--- Start Record extracts ---

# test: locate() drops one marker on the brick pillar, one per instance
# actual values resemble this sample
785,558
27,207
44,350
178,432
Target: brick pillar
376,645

--- End Record extracts ---

### Aim of the exercise
Please write out every one of the items above line for line, without changing anything.

### Exercise result
# test: locate() drops one marker on the brick pillar, one per instance
# actual values resemble this sample
785,558
27,207
44,350
178,432
Target: brick pillar
376,645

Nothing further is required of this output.